● Extract provided
>> START
I realize that a lot of these tests are fairly impractical. I don’t expect to have any files that reach these bitrates. I’m interested in understanding more, and at the very least, possibly ruling out my network’s speed capabilities in any future troubleshooting.

Anyway, I would be interested in hearing what more knowledgeable people have say and if you can point me at relevant reading material, it would be greatly appreciated.

Edit: 25 May @15:42
Added 20-60Mbps results.

1 Like

For a true sense of fairness,

How about also testing 20-30-40-50-60 Mbps ?

Such rates would be much more practical and useful to others, yes?

Good point. I guess I assumed if the 140Mbps file played then the lower rate files would play. I’ll go ahead and add them (eventually :sweat_smile:).

I was hoping to understand why files that didn’t max out my network’s throughput capability would fail to play on various clients. I suppose you can deliver 10 cheeseburgers to a client but it can only eat 1 at a time… or 4, depending on the client…

140x 1 lb cheeseburgers is much more realistic than 1x 140 lb cheeseburger, don’t you agree? :rofl:

-or-

a whole lot of ribs

-or-

:slight_smile:

Why are the shields not plugged into the avr? Is it 4k capable?
Edit: I read 4k and HDR, plug the shields into the avr, saves you trouble with HD audio.

Hopefully. Arc in general often doesn’t work as smooth as expected in my experience.

highly depends on the vendor and their implementation (e.g. if / how much they still meddle with the data stream)

True, my experience with arc in general is mediocre. I avoid it whenever I can.

I keep telling that to my past self who didn’t bother about that when buying my TV

:smiley: It is never too late for changing the setup :wink:
You never know if it works until you have tested it in your living room with your very own components…

That is one of the things I’m trying to understand. There are a lot of factors for each piece of equipment in the chain and I’m trying to learn the limitations of each.

I still have occasional playback issues and I try to troubleshoot to make sure all the various parts in my setup are connected and configured properly. I think what these jellyfish file tests are getting me is whether or not my NAS and network are a weak link in the chain or not. For direct play, that is. I don’t expect my DS416play to transcode any of my files, nor do I want it to.

Frankly it is amazing to me that Plex and other media players like it can handle all the various equipment and file format combinations as well as it does.

The TV and AVR have eARC and so far it seems to be working very well. I have a couple files where TrueHD causes problems (Akira, Batman Begins) with the Shield, but they work with Plex for Windows (plugged into the same TV and AVR) so I’m guessing that is a Shield issue and not an eArc issue. I was really surprised that I could passthrough HD audio with my PC to the AVR because I haven’t figured out how to get 5.1 audio from my games through HDMI.

Please include lower bitrate files as well as if you have hw transcoding features enabled or not. I have been using these test files for a long time with plex and frankly found playback issues on much lower bitrates that you describe here, problems I have never been able to resolve. 40mbps HEVC was an issue even.

@ChuckPa I added the 20-60Mbps results to the first post so people won’t have to dig through the thread for them.
>> END
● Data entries
>> START
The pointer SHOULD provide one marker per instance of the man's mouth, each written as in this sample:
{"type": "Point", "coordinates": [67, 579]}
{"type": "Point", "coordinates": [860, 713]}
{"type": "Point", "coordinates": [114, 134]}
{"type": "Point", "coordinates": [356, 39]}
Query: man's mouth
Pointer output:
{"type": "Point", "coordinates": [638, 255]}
>> END
>> START
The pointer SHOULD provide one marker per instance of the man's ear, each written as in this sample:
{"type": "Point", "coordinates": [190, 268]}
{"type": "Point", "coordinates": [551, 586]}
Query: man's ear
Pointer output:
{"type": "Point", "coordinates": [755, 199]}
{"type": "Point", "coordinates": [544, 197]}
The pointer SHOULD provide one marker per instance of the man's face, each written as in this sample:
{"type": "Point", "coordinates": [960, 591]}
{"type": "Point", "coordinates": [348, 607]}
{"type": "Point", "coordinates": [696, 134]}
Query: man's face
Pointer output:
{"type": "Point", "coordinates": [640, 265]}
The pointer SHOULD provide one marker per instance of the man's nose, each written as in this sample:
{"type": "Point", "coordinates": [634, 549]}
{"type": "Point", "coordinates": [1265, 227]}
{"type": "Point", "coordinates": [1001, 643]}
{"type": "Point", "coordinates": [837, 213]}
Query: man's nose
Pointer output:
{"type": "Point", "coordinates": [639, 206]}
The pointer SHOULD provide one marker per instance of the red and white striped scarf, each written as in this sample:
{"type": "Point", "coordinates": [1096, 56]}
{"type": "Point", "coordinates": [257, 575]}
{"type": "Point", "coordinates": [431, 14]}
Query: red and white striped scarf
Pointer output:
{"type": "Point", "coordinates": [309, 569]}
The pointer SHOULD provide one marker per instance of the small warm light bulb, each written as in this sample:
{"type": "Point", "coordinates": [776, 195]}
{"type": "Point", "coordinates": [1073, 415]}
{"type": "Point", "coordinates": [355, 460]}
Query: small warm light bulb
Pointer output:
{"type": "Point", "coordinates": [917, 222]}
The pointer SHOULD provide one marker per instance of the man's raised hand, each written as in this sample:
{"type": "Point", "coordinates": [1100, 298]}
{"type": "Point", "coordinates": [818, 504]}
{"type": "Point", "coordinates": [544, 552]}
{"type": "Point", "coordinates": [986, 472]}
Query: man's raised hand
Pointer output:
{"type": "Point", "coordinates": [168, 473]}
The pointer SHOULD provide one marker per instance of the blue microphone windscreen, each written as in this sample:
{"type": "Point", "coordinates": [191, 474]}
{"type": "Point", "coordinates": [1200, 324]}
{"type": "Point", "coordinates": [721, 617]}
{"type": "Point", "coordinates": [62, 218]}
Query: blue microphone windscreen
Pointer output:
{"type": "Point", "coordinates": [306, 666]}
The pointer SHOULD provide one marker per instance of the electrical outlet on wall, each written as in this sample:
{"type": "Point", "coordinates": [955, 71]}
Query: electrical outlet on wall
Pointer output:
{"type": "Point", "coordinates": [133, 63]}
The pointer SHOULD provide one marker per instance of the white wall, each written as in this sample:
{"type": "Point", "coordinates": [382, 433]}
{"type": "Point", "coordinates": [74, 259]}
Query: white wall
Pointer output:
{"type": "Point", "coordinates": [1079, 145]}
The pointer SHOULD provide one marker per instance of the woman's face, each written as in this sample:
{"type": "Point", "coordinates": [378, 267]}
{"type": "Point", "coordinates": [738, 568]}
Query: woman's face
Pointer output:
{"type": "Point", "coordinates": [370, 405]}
>> END
>> START
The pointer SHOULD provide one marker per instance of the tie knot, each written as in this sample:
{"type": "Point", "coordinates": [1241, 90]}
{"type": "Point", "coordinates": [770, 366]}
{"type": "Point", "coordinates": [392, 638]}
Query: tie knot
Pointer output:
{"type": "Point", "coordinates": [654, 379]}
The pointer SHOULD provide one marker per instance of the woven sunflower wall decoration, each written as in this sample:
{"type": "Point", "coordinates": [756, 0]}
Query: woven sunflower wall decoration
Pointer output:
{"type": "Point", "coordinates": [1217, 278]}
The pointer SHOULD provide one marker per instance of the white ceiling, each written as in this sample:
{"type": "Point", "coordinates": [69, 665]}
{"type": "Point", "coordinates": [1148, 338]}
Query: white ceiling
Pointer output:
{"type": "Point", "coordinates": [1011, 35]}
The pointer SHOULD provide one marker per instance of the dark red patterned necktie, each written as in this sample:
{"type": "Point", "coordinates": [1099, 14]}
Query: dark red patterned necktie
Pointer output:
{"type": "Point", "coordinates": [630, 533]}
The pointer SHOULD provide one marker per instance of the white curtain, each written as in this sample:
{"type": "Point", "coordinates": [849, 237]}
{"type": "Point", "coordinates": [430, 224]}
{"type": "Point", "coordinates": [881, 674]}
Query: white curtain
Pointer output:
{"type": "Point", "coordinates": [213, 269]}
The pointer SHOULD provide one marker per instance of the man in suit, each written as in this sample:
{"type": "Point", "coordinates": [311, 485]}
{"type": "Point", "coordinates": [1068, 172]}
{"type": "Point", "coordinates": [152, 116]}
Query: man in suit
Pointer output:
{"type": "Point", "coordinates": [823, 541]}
>> END
● Requirement 1
Update the forum thread between "Edit: 25 May" and "to others, yes?", inclusive, replacing "fairness" with "balance".
● Requirement 2
Gather every line of the data entries that includes the string "blue", treating case as significant.
The forum thread and the data entries are independent of each other.

● Result 1
Edit: 25 May @15:42
Added 20-60Mbps results.

1 Like

For a true sense of balance,

How about also testing 20-30-40-50-60 Mbps ?

Such rates would be much more practical and useful to others, yes?

● Result 2
The pointer SHOULD provide one marker per instance of the blue microphone windscreen, each written as in this sample:
Query: blue microphone windscreen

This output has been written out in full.